WHAT YOU WILL DO
Copy every one of the following items word for word.

■ ■ ■ ■ ■ ■ ■

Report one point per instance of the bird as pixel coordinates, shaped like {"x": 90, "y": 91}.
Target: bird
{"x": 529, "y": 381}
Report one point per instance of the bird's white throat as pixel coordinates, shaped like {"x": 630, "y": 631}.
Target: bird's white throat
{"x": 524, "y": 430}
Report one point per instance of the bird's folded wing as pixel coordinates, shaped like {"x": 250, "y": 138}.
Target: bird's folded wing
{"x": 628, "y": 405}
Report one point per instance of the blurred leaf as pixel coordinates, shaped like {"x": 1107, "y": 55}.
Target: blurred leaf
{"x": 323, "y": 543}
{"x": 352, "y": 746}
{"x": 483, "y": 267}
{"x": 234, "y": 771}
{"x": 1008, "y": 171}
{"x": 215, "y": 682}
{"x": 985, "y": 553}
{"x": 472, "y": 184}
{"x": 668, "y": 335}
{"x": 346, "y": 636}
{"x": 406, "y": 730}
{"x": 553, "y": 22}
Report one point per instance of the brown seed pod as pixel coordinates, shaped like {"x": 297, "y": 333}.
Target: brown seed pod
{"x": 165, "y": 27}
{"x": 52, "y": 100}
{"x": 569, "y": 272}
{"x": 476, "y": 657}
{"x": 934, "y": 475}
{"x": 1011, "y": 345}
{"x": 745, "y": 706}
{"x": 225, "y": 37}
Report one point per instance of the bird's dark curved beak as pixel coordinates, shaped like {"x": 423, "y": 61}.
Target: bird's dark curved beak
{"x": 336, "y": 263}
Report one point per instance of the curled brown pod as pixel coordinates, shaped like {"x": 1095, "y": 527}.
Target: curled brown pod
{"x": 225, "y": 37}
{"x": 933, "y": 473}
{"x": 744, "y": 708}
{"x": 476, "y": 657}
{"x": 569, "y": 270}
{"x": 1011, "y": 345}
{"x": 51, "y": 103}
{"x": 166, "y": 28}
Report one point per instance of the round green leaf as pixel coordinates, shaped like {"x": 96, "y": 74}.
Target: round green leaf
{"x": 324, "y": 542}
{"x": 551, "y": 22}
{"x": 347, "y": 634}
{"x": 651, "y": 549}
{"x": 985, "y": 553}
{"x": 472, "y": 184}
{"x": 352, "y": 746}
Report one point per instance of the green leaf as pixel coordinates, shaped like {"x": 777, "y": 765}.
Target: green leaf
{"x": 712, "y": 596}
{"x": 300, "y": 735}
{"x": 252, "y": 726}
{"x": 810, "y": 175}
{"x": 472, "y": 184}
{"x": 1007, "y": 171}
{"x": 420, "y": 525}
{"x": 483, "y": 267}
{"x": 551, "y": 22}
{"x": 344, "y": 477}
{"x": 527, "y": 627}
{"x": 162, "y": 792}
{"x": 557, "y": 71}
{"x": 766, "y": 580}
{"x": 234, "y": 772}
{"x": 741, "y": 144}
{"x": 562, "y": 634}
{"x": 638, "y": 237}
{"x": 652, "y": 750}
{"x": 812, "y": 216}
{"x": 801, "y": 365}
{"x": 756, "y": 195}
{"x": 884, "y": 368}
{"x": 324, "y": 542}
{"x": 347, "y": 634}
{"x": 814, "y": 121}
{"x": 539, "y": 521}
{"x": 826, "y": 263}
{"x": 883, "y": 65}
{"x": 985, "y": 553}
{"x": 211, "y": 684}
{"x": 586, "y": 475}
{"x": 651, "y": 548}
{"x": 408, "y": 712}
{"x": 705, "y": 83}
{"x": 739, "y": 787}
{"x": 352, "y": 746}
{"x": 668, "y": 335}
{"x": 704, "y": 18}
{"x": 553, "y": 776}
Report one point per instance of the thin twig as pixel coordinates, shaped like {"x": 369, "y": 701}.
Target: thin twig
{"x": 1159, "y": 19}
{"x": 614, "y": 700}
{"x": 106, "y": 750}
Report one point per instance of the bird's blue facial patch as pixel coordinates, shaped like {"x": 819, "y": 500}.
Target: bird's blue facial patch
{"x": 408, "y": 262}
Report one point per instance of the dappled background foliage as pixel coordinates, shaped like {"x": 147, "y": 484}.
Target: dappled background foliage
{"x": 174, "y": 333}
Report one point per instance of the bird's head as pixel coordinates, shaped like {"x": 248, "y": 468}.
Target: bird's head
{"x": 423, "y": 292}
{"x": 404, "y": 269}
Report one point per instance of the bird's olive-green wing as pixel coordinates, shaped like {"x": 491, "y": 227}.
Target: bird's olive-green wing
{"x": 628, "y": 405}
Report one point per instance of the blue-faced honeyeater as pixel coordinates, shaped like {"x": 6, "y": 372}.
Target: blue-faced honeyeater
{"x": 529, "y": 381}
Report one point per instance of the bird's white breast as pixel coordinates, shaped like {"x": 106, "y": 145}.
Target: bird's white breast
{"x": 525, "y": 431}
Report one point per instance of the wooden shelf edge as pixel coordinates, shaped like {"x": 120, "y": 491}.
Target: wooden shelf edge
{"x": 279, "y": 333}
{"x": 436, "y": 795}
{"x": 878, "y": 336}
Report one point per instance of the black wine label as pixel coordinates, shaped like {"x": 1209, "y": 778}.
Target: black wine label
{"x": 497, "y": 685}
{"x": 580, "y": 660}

■ ■ ■ ■ ■ ■ ■

EXERCISE RESULT
Report one point per instance of the bird as pixel coordinates, shaped like {"x": 90, "y": 91}.
Target: bird
{"x": 529, "y": 381}
Report one point per instance of the bird's white throat as pixel coordinates, shaped like {"x": 630, "y": 631}.
Target: bird's white throat
{"x": 524, "y": 430}
Report one point per instance of the bird's folded wing as pixel coordinates, shaped like {"x": 250, "y": 138}.
Target: bird's folded wing
{"x": 628, "y": 405}
Report one point per instance of the blurred leaf as pixel coordinates, shaped like {"x": 1107, "y": 55}.
Target: blurred leaf
{"x": 323, "y": 543}
{"x": 352, "y": 746}
{"x": 483, "y": 267}
{"x": 234, "y": 771}
{"x": 1008, "y": 171}
{"x": 215, "y": 682}
{"x": 985, "y": 553}
{"x": 472, "y": 184}
{"x": 668, "y": 335}
{"x": 346, "y": 636}
{"x": 406, "y": 730}
{"x": 553, "y": 22}
Report one point per instance of the brown seed pod as pixel coordinates, shaped like {"x": 297, "y": 333}.
Target: brown seed pod
{"x": 165, "y": 27}
{"x": 52, "y": 100}
{"x": 569, "y": 272}
{"x": 476, "y": 657}
{"x": 934, "y": 475}
{"x": 1011, "y": 345}
{"x": 745, "y": 706}
{"x": 225, "y": 37}
Report one point per instance of the bird's dark curved beak as pixel coordinates, shaped like {"x": 423, "y": 61}.
Target: bird's dark curved beak
{"x": 336, "y": 263}
Report one point per instance of the curled brown pod as pixel coordinates, shaped like {"x": 1095, "y": 527}.
Target: curled brown pod
{"x": 225, "y": 37}
{"x": 933, "y": 473}
{"x": 744, "y": 708}
{"x": 476, "y": 657}
{"x": 569, "y": 270}
{"x": 1011, "y": 345}
{"x": 51, "y": 103}
{"x": 166, "y": 28}
Report one point per instance of the round green leaf as pixel coordinates, shaped like {"x": 96, "y": 74}.
Target: round green leaf
{"x": 324, "y": 542}
{"x": 551, "y": 22}
{"x": 347, "y": 634}
{"x": 651, "y": 549}
{"x": 985, "y": 553}
{"x": 472, "y": 184}
{"x": 352, "y": 746}
Report one point per instance of the green leaf as pixel coordinates, shaped like {"x": 777, "y": 765}.
Target: green leaf
{"x": 712, "y": 596}
{"x": 300, "y": 735}
{"x": 252, "y": 726}
{"x": 810, "y": 175}
{"x": 472, "y": 184}
{"x": 1007, "y": 171}
{"x": 420, "y": 525}
{"x": 483, "y": 267}
{"x": 551, "y": 22}
{"x": 344, "y": 477}
{"x": 527, "y": 627}
{"x": 162, "y": 792}
{"x": 557, "y": 71}
{"x": 766, "y": 580}
{"x": 234, "y": 772}
{"x": 741, "y": 144}
{"x": 562, "y": 634}
{"x": 638, "y": 237}
{"x": 652, "y": 750}
{"x": 812, "y": 216}
{"x": 801, "y": 365}
{"x": 756, "y": 195}
{"x": 884, "y": 368}
{"x": 324, "y": 542}
{"x": 347, "y": 634}
{"x": 814, "y": 121}
{"x": 539, "y": 521}
{"x": 826, "y": 263}
{"x": 883, "y": 65}
{"x": 985, "y": 553}
{"x": 211, "y": 684}
{"x": 586, "y": 475}
{"x": 651, "y": 548}
{"x": 408, "y": 712}
{"x": 705, "y": 83}
{"x": 739, "y": 787}
{"x": 352, "y": 746}
{"x": 668, "y": 335}
{"x": 704, "y": 18}
{"x": 553, "y": 776}
Report one point per instance of the thin twig as pixel coordinates, shaped like {"x": 369, "y": 701}.
Target: thin twig
{"x": 1159, "y": 19}
{"x": 614, "y": 700}
{"x": 106, "y": 750}
Report one point per instance of the bird's blue facial patch as pixel coordinates, shaped like {"x": 819, "y": 500}.
Target: bird's blue facial patch
{"x": 408, "y": 262}
Report one point per instance of the dappled background foliage as pixel coordinates, shaped like {"x": 147, "y": 484}.
Target: dappled background foliage
{"x": 174, "y": 333}
Report one point per instance of the bird's head as pixel coordinates, shaped like {"x": 248, "y": 468}.
Target: bird's head
{"x": 423, "y": 292}
{"x": 404, "y": 269}
Report one point per instance of the bird's olive-green wing as pixel coordinates, shaped like {"x": 491, "y": 227}.
Target: bird's olive-green wing
{"x": 628, "y": 405}
Report one point per instance of the blue-faced honeyeater as pixel coordinates, shaped like {"x": 6, "y": 372}.
Target: blue-faced honeyeater
{"x": 529, "y": 381}
Report one point per instance of the bird's white breast as pixel coordinates, shaped like {"x": 106, "y": 145}.
Target: bird's white breast
{"x": 525, "y": 431}
Report one point per instance of the wooden shelf edge as pixel coordinates, shaped like {"x": 120, "y": 491}.
Target: wooden shelf edge
{"x": 279, "y": 333}
{"x": 436, "y": 795}
{"x": 878, "y": 336}
Report one point per instance of the black wine label as pixel coordinates, shaped like {"x": 1209, "y": 778}.
Target: black wine label
{"x": 497, "y": 685}
{"x": 580, "y": 660}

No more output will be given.